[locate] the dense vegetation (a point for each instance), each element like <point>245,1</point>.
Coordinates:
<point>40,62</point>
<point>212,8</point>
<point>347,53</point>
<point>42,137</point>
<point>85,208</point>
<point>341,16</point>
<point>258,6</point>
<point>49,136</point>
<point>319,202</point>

Exercise.
Output the data above without altering a line.

Completed task.
[locate] the dense vegetation (a point for each instance), each element like <point>245,1</point>.
Coordinates:
<point>40,62</point>
<point>212,8</point>
<point>347,53</point>
<point>42,137</point>
<point>85,208</point>
<point>341,16</point>
<point>258,6</point>
<point>49,136</point>
<point>319,202</point>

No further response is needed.